◆ Directions for this task
Restate the listing below word for word; no pictures belong in the copy.

—————

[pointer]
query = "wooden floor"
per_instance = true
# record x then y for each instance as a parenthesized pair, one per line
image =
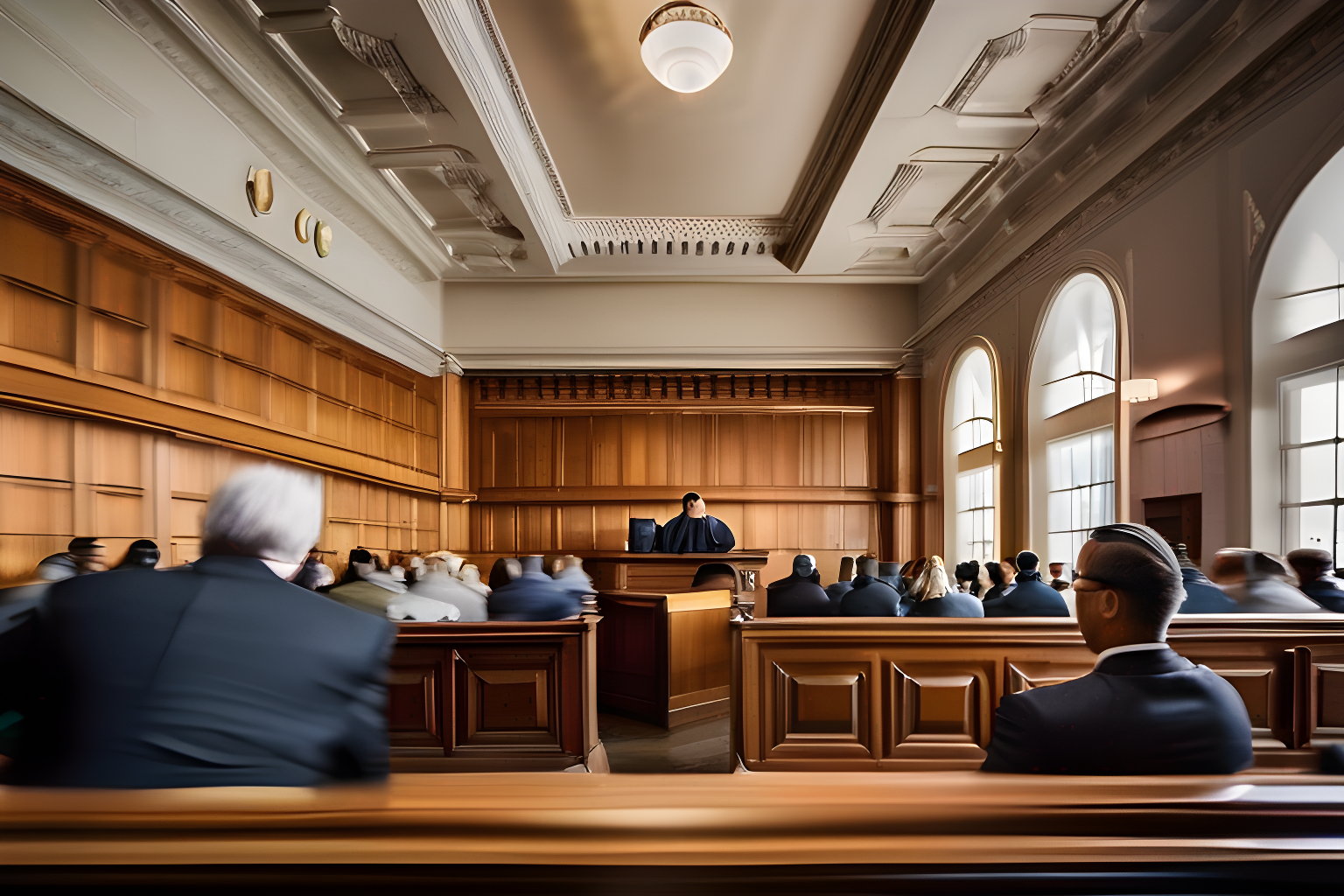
(636, 747)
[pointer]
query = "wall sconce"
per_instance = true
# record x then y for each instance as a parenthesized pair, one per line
(261, 195)
(1135, 391)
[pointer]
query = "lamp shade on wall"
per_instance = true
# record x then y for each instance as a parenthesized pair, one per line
(684, 46)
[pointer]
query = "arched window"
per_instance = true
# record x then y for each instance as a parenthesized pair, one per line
(970, 462)
(1298, 352)
(1074, 383)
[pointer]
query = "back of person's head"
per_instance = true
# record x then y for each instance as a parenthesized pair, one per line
(266, 512)
(1311, 564)
(932, 580)
(1138, 564)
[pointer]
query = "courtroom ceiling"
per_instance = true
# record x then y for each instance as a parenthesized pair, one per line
(848, 138)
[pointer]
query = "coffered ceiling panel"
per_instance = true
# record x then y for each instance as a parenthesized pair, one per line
(626, 145)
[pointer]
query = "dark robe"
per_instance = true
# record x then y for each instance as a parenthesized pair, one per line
(1031, 598)
(952, 605)
(704, 535)
(872, 597)
(1203, 595)
(1146, 712)
(1326, 592)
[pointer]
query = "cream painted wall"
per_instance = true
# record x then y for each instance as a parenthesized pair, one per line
(652, 326)
(87, 69)
(1180, 256)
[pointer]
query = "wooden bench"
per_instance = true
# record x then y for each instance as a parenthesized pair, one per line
(664, 657)
(918, 695)
(695, 833)
(495, 696)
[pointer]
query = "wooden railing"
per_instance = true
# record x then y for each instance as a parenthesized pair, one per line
(917, 695)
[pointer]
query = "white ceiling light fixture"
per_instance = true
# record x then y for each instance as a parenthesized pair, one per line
(684, 46)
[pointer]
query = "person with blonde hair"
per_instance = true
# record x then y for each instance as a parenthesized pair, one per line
(933, 597)
(220, 673)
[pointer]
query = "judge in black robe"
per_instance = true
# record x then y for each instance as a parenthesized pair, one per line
(695, 531)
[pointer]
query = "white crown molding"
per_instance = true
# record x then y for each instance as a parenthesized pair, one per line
(697, 358)
(234, 67)
(472, 42)
(58, 155)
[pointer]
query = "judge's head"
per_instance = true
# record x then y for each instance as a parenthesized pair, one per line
(265, 512)
(1311, 564)
(1128, 586)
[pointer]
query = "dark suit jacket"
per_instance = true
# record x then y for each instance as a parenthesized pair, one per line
(952, 605)
(1031, 598)
(1326, 592)
(1203, 595)
(872, 598)
(225, 675)
(1150, 712)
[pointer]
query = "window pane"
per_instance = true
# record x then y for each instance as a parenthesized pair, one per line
(1309, 407)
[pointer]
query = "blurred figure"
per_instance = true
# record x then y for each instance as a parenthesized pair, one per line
(1201, 595)
(1031, 597)
(1314, 570)
(143, 554)
(89, 555)
(220, 675)
(872, 597)
(1260, 582)
(1144, 710)
(531, 595)
(315, 574)
(800, 594)
(933, 597)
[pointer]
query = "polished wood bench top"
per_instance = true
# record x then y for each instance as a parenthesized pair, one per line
(687, 820)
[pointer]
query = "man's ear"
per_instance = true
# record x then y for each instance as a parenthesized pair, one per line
(1108, 604)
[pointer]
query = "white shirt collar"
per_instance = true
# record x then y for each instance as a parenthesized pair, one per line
(1130, 648)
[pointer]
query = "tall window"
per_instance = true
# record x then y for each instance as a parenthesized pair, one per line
(972, 437)
(1075, 366)
(1311, 431)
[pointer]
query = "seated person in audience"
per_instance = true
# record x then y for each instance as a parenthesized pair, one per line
(1144, 710)
(870, 595)
(531, 595)
(799, 594)
(366, 587)
(1313, 570)
(1260, 582)
(1031, 597)
(220, 675)
(842, 586)
(1201, 595)
(694, 531)
(933, 597)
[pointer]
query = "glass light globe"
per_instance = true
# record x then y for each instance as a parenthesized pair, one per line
(686, 55)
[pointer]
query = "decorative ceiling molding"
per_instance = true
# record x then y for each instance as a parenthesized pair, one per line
(890, 34)
(1298, 52)
(57, 155)
(471, 38)
(382, 57)
(278, 116)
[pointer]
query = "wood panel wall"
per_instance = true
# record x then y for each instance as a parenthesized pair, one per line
(790, 462)
(135, 381)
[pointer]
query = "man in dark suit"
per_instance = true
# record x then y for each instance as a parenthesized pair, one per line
(1144, 710)
(220, 675)
(1030, 597)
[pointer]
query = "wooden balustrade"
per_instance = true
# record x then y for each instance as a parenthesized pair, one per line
(917, 695)
(495, 696)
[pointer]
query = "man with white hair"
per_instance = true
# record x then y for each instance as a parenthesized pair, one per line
(220, 675)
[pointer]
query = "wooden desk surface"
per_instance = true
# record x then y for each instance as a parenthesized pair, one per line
(687, 820)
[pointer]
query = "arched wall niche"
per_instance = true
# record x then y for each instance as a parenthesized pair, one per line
(1298, 361)
(970, 438)
(1074, 422)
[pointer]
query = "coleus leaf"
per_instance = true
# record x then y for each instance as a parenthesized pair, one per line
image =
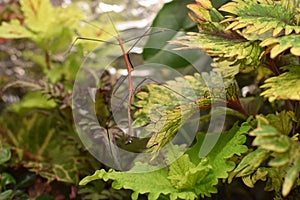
(40, 19)
(285, 86)
(163, 109)
(206, 16)
(258, 17)
(281, 151)
(186, 178)
(222, 46)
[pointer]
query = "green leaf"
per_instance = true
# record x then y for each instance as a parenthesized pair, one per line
(230, 143)
(14, 30)
(280, 149)
(251, 162)
(42, 27)
(281, 44)
(285, 86)
(187, 177)
(7, 194)
(206, 16)
(5, 155)
(163, 109)
(259, 17)
(245, 53)
(155, 52)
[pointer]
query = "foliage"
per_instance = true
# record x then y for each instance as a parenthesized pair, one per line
(187, 177)
(250, 100)
(253, 35)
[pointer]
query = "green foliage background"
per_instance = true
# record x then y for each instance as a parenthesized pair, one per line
(254, 46)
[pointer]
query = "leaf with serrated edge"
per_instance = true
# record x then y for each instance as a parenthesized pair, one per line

—————

◆ Solution to this task
[pointer]
query = "wooden floor"
per_instance = true
# record x then y for each instance as a parenthesized pair, one per line
image =
(636, 747)
[pointer]
query = "wall sconce"
per_instance = true
# record x then y for each instance as a parenthesized pair, one per line
(261, 195)
(1135, 391)
[pointer]
query = "lamp shade on wall"
per_instance = true
# record x then y for each instance as a parenthesized pair, one per line
(684, 46)
[pointer]
query = "arched window"
per_instance = true
# record x then y for each instance as a parenthesized pair, one per line
(970, 462)
(1298, 352)
(1074, 383)
[pointer]
query = "back of person's head"
per_instance = true
# record x then y for each instance as a parenthesized pair, one per line
(266, 512)
(1311, 564)
(932, 580)
(1138, 564)
[pointer]
query = "courtroom ceiling"
per_instance = true
# record x then y for each instance as a parenthesized pair, one per line
(848, 138)
[pointer]
query = "coffered ceiling panel"
per_instance = true
# record x then y for each instance as a parenthesized pair, one per line
(626, 145)
[pointer]
query = "dark robe"
per_instance = true
# record x then y for each instance as a parenthesized pair, one per line
(1031, 598)
(952, 605)
(704, 535)
(872, 597)
(1203, 595)
(1146, 712)
(1326, 592)
[pointer]
query = "cream painted wall"
per_instance = true
# record x then y for each instance as a parenthesized pair, one per line
(652, 326)
(87, 69)
(1180, 256)
[pointer]
query = "wooden bench"
per_instance = true
# record x then y for each instance as a parenthesized pair, one per line
(664, 657)
(918, 695)
(695, 833)
(495, 696)
[pointer]
query = "wooden railing"
per_instance = true
# record x then y for each instance as a parenthesized pair, one per line
(917, 695)
[pointer]
query = "white ceiling light fixture"
per_instance = true
# record x then y for each instance as a parenthesized pair, one per line
(684, 46)
[pointer]
query = "person with blonde hair"
per_instance = true
# record x then y for each instance as a parenthesized pair, one per line
(933, 597)
(220, 673)
[pointer]
query = "judge in black robe"
per_instance = true
# record x then y for each instance as a parenthesized pair, one per line
(695, 531)
[pointer]
query = "white crown molding"
per_instance = true
# record x then y for each instance as a parenthesized pair, one per line
(697, 358)
(234, 67)
(472, 42)
(58, 155)
[pointer]
query = "judge's head"
per_instance = true
# record x then y for each instance as a parenthesized pair, one per line
(265, 512)
(1311, 564)
(1128, 586)
[pointer]
query = "dark suit jacket"
per_instance = true
# record x then y for each instance as a parenthesized pair, one per line
(952, 605)
(1031, 598)
(1326, 592)
(1203, 595)
(872, 598)
(225, 675)
(1150, 712)
[pointer]
query = "window pane"
per_instance = true
# record x then y for each instance as a parenthesized pair, one per line
(1309, 407)
[pointer]
query = "blurred figure"
per_instance = true
# record x then y for each instance as a parenthesized pair, one per line
(1201, 595)
(1031, 597)
(1314, 570)
(143, 554)
(89, 555)
(220, 675)
(872, 597)
(1260, 582)
(1144, 710)
(531, 595)
(315, 574)
(800, 594)
(933, 597)
[pointer]
query = "polished wood bench top"
per_instance = true
# record x then y for each instance as a parenthesized pair, one per line
(687, 820)
[pointer]
query = "man's ear"
per_instance = true
# record x then y for each instance as a parenthesized pair, one per line
(1108, 604)
[pointer]
query = "white shirt collar"
per_instance = true
# record x then y for each instance as a parenthesized pair, one per line
(1130, 648)
[pointer]
query = "tall window"
per_instance = true
# record x then y for each instance as a parenthesized pair, one per line
(972, 437)
(1075, 366)
(1311, 431)
[pointer]
query = "seated person in audience"
per_instance = true
# record x then y for each instance as a parenthesized pair, one per line
(1144, 710)
(870, 595)
(531, 595)
(799, 594)
(366, 587)
(1313, 570)
(1260, 582)
(1031, 597)
(220, 675)
(842, 586)
(1201, 595)
(694, 531)
(933, 597)
[pointer]
query = "glass light globe"
per_instance = true
# record x then y for each instance as a parenthesized pair, one per line
(686, 55)
[pointer]
query = "decorative ceiling molding"
per_instance = true
# record x then y for each instance as a parenthesized pair, one per line
(890, 34)
(1298, 52)
(57, 155)
(471, 38)
(382, 57)
(278, 116)
[pointer]
query = "wood panel wall"
per_instance = true
# record x then y for each instance as a parenthesized pair, one per line
(790, 462)
(135, 381)
[pointer]
query = "man in dark suit"
per_instance = true
# record x then y for each instance as a parenthesized pair, one per line
(1144, 710)
(220, 675)
(1030, 597)
[pointer]
query = "wooden balustrade"
per_instance = true
# record x then y for each instance as a parenthesized pair, one per line
(917, 695)
(495, 696)
[pointer]
query = "man with white hair"
per_instance = true
# record x then y for each instance as a parenthesized pair, one per line
(220, 675)
[pointer]
query = "wooden desk surface"
per_instance = true
# record x then y for each instance as a parenthesized pair, one per line
(687, 820)
[pointer]
query = "arched wall niche"
per_instance = true
# record x then y for each instance as a parenthesized pair, one per line
(1298, 361)
(970, 438)
(1074, 422)
[pointer]
query = "coleus leaf"
per_instance = true
# record x then y for each instance as a parenthesized pair, one per line
image =
(40, 19)
(285, 86)
(163, 109)
(206, 16)
(258, 17)
(281, 151)
(186, 178)
(222, 46)
[pointer]
query = "green leaf"
per_instance = true
# record x then y for each instance as a parenthesized pair, one per line
(230, 143)
(14, 30)
(280, 149)
(251, 162)
(42, 27)
(281, 44)
(285, 86)
(187, 177)
(7, 194)
(206, 16)
(5, 155)
(163, 109)
(259, 17)
(245, 53)
(155, 52)
[pointer]
query = "foliage"
per_instance = true
# record x then y for each instance as a parenthesized pair, one per line
(187, 177)
(250, 100)
(253, 35)
[pointer]
query = "green foliage background"
per_instance = true
# record x then y for each instance as a parenthesized pair, one per line
(254, 46)
[pointer]
query = "leaf with serrated edge"
per_instance = true
# record x then y for each instance as a parenthesized pair, one per line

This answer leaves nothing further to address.